Document section ::
Gene involved in glutamatergic synapse formation

Sushi repeat-containing protein SRPX2 is a protein that in humans is encoded by the SRPX2 gene, on the X chromosome. It has roles in glutamatergic synapse formation in the cerebral cortex and is more highly expressed in childhood. Bioinformatics analysis suggests the SRPX2 protein is a peroxiredoxin.

== Function ==
SRPX2 is distributed on synapses throughout the cerebral cortex and hippocampus, largely in the same areas as vesicular glutamate transporter 1 and DLG4. It is involved in synapse formation and is more highly expressed in childhood. Overexpression of SRPX2 results in increased density of vesicular glutamate transporter 1 and DLG4 clusters on cortical neurons. Deficiency results in decreased dendritic spine density of excitatory glutamatergic synapses, while inhibitory GABAergic synapses are unaffected. Length or shape of spines is not affected by SPRX2, however.

== Clinical significance ==
Mutations in SRPX2 were linked in one 2006 study to a family with a form of Rolandic epilepsy with intellectual disability and speech dyspraxia, however later studies showed that mutations in SRPX2 do not necessarily lead to epilepsy or intellectual disability. Additionally, no mutations in SRPX2 have been reported with Rolandic epilepsy since. In mice, mutations in SRPX2 lead to decreased frequency of ultrasonic vocalisations in pups when separated from mothers.

== Interactions ==
FOXP2 directly reduces SRPX2 expression, by binding to its promoter. However, FOXP2 also reduces dendritic length, which SRPX2 does not affect, indicating it has other regulatory roles in dendritic morphology.

What you have to do :: According to the SRPX2 gene text, which type of synapse is unaffected by SRPX2 deficiency? The material is not required for anything here.

Natural language region descriptions ::
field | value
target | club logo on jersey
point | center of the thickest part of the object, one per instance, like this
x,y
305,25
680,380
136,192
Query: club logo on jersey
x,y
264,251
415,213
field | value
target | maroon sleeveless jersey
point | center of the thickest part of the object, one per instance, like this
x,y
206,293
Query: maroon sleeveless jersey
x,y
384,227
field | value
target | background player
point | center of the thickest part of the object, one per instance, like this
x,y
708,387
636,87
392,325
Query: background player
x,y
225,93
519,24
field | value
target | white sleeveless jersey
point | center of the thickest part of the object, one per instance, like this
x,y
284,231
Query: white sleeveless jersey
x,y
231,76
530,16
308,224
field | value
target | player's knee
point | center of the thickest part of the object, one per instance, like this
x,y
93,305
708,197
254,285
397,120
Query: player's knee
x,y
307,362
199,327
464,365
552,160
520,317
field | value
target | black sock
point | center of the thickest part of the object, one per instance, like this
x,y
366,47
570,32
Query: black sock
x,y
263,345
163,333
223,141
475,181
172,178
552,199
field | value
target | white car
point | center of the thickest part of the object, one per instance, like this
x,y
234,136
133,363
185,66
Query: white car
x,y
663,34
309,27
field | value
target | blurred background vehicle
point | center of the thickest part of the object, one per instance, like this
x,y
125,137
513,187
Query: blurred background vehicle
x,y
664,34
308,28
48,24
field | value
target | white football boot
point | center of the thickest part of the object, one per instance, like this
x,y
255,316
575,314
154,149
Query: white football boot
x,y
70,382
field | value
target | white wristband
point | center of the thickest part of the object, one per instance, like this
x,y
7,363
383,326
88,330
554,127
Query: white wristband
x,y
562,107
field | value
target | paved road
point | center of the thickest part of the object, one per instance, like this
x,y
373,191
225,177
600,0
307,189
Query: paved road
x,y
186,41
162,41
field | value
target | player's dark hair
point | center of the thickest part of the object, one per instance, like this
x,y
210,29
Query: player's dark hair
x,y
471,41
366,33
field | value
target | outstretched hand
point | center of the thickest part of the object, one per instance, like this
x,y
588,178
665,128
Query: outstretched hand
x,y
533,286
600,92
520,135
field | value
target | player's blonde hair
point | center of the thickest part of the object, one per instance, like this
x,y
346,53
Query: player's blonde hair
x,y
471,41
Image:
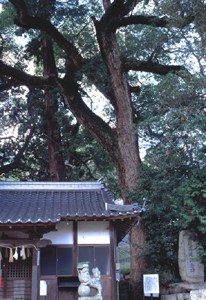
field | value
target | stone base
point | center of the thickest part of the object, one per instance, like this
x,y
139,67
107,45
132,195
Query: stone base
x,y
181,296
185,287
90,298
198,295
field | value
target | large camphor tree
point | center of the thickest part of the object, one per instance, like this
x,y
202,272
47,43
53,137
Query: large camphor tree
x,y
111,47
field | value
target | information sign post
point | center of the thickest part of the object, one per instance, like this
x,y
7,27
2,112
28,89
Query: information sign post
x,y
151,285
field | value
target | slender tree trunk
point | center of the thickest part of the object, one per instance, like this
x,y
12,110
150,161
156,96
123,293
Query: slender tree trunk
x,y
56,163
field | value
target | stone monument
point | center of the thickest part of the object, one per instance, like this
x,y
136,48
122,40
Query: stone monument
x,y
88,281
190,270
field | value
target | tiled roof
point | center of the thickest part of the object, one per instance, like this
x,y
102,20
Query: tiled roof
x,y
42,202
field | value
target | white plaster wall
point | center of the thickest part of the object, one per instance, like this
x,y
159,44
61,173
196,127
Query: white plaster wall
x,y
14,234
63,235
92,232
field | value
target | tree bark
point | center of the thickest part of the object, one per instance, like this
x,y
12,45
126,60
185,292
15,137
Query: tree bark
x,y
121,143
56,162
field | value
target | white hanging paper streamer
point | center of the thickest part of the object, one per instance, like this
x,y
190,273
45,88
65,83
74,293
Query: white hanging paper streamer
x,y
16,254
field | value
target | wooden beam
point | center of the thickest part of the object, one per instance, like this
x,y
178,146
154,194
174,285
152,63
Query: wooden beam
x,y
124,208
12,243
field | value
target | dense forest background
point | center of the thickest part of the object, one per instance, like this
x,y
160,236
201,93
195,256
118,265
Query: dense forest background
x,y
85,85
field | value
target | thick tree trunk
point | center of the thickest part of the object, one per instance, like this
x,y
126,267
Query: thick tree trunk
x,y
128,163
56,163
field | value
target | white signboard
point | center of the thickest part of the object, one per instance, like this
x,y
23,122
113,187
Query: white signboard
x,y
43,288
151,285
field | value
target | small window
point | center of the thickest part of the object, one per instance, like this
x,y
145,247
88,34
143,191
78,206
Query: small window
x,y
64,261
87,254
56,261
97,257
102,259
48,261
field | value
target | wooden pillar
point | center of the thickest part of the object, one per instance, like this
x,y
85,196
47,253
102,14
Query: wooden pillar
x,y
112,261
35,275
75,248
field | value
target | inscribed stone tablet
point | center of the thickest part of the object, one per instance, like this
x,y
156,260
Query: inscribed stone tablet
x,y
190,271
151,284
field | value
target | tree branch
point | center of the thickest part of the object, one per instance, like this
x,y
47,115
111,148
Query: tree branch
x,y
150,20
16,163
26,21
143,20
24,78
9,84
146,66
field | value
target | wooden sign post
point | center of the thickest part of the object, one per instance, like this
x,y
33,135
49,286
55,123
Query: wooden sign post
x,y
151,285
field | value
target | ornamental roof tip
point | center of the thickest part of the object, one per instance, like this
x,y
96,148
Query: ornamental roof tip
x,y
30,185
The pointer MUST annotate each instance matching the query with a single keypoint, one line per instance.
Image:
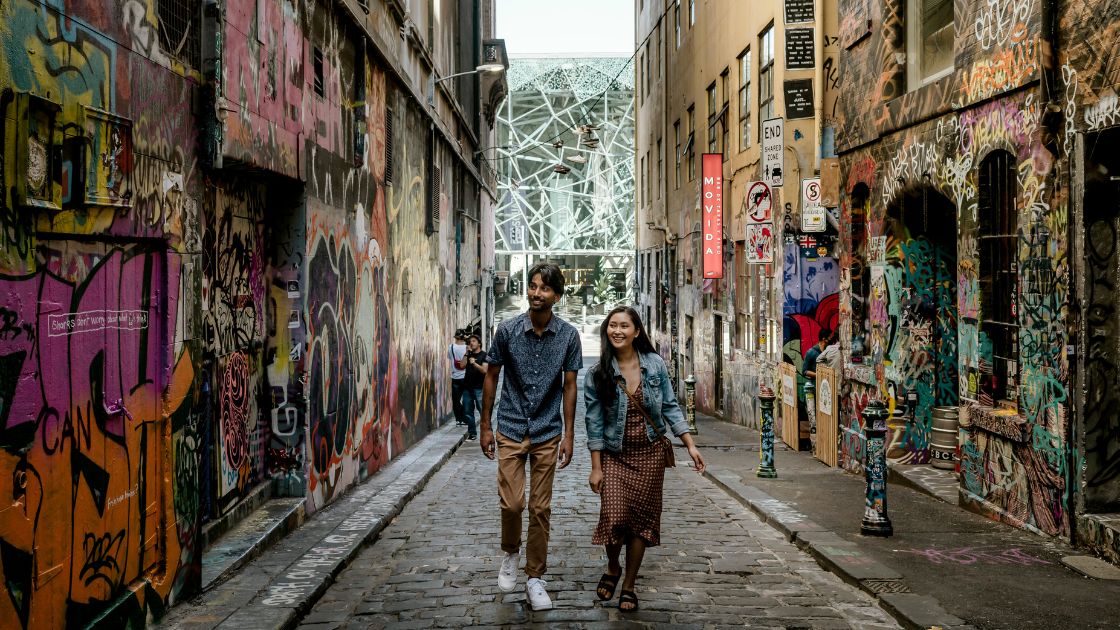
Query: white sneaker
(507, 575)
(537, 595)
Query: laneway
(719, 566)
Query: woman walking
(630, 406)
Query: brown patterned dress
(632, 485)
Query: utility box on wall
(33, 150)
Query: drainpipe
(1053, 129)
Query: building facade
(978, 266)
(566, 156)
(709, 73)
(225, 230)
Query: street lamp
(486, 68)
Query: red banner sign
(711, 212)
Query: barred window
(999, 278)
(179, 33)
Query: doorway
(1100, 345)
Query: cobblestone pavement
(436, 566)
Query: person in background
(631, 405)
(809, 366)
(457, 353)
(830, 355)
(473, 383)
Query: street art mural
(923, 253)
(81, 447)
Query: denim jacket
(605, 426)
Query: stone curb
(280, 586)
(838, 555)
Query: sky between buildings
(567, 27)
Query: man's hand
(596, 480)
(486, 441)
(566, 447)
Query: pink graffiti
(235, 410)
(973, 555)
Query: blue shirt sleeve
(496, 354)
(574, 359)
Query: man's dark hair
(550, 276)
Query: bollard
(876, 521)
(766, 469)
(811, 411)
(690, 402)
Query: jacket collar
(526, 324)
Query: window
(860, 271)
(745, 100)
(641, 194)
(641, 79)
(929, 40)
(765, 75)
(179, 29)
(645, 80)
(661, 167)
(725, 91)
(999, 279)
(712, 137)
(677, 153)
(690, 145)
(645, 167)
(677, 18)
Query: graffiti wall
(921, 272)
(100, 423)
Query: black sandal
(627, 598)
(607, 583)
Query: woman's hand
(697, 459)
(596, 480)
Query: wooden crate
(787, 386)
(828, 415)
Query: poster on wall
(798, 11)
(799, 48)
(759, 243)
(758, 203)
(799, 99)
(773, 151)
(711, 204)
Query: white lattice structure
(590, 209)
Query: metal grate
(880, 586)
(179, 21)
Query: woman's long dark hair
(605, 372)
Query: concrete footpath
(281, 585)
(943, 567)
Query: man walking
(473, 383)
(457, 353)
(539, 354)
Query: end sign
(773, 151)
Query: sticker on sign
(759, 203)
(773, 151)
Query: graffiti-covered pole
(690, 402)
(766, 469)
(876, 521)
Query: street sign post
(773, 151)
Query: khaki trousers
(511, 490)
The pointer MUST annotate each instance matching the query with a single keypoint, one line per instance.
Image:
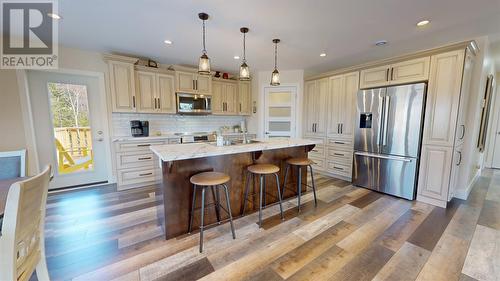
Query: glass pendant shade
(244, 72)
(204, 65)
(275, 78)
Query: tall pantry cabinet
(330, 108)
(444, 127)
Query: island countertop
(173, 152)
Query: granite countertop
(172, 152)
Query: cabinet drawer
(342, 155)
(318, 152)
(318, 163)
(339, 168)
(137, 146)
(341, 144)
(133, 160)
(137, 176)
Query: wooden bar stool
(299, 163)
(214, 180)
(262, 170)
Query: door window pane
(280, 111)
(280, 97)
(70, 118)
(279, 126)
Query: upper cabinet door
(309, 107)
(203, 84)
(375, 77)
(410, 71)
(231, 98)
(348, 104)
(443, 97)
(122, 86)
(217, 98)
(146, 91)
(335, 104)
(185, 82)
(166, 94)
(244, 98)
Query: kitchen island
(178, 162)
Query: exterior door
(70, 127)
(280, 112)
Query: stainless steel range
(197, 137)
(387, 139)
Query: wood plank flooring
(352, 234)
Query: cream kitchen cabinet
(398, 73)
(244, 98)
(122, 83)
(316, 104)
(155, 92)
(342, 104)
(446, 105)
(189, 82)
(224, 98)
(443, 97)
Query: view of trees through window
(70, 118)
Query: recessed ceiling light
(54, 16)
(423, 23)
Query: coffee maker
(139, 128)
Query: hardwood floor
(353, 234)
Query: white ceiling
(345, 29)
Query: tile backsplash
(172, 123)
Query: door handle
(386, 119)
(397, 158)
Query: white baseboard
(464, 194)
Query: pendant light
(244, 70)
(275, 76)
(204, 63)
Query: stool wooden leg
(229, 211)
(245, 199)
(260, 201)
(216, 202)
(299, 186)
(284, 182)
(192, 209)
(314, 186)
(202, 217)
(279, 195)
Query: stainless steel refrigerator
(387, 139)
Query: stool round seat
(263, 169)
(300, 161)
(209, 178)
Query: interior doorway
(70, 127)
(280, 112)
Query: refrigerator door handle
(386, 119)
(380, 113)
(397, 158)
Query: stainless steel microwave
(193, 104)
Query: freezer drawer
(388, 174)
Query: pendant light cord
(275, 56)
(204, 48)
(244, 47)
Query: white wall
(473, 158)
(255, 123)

--

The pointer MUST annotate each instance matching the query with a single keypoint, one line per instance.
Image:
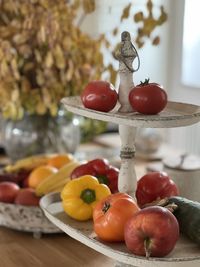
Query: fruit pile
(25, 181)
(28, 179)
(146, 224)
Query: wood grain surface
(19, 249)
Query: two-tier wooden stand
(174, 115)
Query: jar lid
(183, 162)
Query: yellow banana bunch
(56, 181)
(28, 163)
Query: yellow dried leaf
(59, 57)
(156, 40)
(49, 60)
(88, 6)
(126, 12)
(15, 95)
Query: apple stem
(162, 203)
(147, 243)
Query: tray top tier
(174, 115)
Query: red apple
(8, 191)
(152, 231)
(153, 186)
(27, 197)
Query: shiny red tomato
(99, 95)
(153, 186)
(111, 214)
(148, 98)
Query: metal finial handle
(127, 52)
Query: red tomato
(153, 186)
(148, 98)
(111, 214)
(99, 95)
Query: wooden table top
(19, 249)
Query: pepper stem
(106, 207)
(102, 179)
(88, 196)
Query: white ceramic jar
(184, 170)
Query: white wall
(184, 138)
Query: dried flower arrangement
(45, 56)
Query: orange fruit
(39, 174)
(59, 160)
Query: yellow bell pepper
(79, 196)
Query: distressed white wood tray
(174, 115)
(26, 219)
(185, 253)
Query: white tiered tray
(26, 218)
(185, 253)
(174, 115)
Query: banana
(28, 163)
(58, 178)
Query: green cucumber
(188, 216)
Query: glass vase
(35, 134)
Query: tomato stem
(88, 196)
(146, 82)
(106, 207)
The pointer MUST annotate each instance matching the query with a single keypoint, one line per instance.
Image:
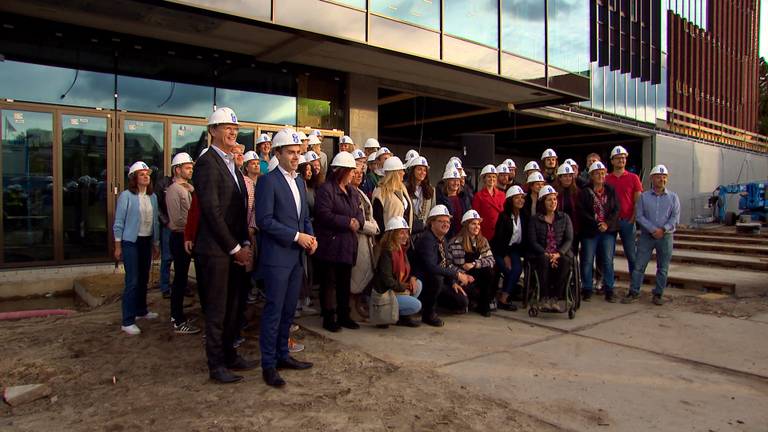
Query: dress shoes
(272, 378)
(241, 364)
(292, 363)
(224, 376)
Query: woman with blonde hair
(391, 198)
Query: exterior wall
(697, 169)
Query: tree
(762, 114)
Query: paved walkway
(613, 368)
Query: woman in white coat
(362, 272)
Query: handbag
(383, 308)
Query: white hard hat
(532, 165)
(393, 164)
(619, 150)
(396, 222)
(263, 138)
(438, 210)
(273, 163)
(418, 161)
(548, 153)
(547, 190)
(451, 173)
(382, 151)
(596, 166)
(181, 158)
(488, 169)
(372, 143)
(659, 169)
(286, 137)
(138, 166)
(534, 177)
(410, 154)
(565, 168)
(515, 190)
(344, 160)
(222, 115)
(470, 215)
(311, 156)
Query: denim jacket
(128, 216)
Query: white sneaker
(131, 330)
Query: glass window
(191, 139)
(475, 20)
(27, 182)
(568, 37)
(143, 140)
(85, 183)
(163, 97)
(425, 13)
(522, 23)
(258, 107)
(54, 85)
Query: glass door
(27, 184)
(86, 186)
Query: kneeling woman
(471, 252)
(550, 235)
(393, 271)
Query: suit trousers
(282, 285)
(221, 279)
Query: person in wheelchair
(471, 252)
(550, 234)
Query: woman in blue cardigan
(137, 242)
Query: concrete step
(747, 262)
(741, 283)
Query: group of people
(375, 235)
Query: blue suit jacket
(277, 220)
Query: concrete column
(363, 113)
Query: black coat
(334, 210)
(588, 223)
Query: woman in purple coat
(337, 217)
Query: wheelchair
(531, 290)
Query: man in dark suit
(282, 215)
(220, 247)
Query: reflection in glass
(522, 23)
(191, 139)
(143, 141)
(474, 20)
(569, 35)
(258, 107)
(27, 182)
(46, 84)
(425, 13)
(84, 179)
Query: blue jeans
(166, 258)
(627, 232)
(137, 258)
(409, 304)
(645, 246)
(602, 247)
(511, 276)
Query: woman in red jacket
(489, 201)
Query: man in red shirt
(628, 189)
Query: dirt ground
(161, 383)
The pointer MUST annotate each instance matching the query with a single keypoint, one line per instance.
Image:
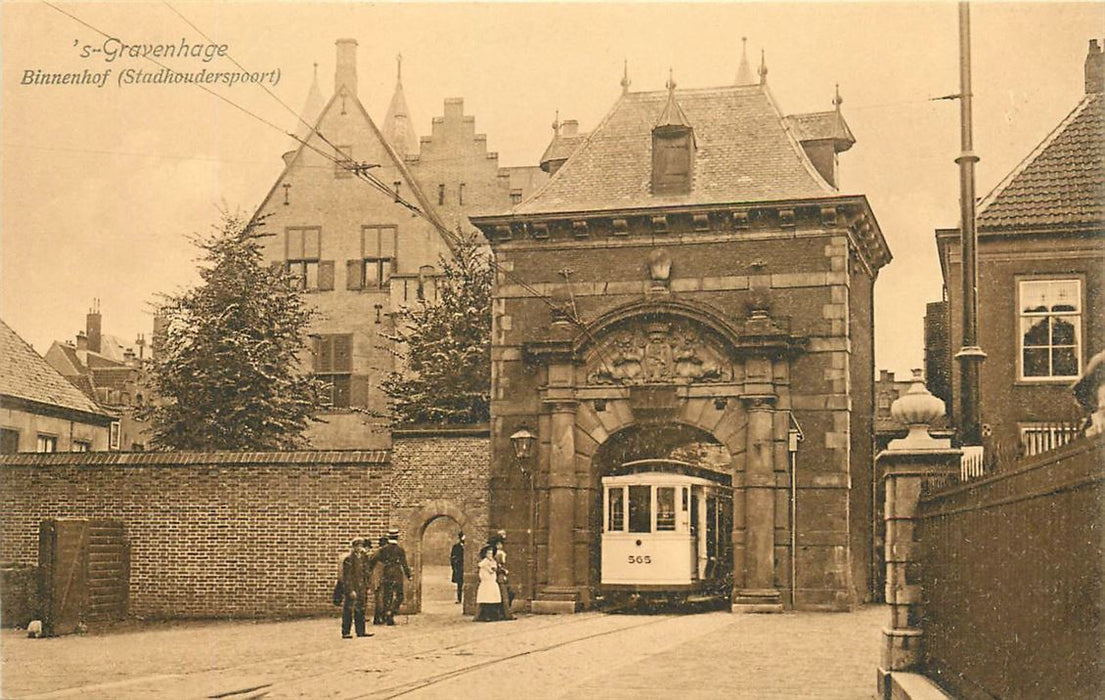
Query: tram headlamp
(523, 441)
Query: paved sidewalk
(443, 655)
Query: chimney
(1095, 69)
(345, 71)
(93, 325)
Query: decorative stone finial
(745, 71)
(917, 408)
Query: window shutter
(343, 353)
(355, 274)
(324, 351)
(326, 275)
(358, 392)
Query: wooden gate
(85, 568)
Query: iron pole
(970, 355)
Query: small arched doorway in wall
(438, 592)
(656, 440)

Answer for the task :: Inhibitory GABAergic synapses are unaffected.